(Your instructions):
Rewrite the rows below, substituting "widest" for "thickest" and leaving everything else unchanged.

§

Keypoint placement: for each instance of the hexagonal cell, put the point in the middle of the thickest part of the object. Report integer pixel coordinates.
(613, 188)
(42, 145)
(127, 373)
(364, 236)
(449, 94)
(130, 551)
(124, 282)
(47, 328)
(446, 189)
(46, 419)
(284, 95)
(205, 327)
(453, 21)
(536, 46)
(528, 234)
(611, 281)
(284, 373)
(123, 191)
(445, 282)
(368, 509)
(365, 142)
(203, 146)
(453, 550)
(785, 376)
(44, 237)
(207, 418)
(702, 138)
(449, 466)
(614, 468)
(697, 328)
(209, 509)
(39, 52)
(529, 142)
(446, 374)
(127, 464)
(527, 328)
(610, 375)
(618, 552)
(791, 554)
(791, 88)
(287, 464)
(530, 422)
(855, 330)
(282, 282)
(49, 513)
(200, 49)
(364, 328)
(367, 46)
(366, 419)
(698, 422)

§

(Exercise result):
Keypoint placement: for each instance of the hexagonal cell, put the point in the middle of the widest part of the object. Report integer pixel coordinates.
(613, 188)
(42, 145)
(127, 373)
(364, 236)
(449, 94)
(130, 551)
(124, 282)
(47, 328)
(446, 189)
(46, 419)
(284, 95)
(205, 327)
(453, 21)
(536, 46)
(528, 234)
(611, 281)
(284, 373)
(123, 191)
(445, 282)
(368, 509)
(365, 142)
(203, 146)
(453, 550)
(785, 376)
(44, 237)
(207, 418)
(702, 138)
(449, 466)
(614, 468)
(697, 328)
(209, 509)
(39, 52)
(529, 142)
(446, 374)
(127, 464)
(527, 328)
(610, 375)
(618, 552)
(791, 554)
(791, 88)
(287, 464)
(530, 422)
(855, 330)
(282, 282)
(49, 513)
(200, 49)
(364, 328)
(367, 46)
(366, 419)
(698, 422)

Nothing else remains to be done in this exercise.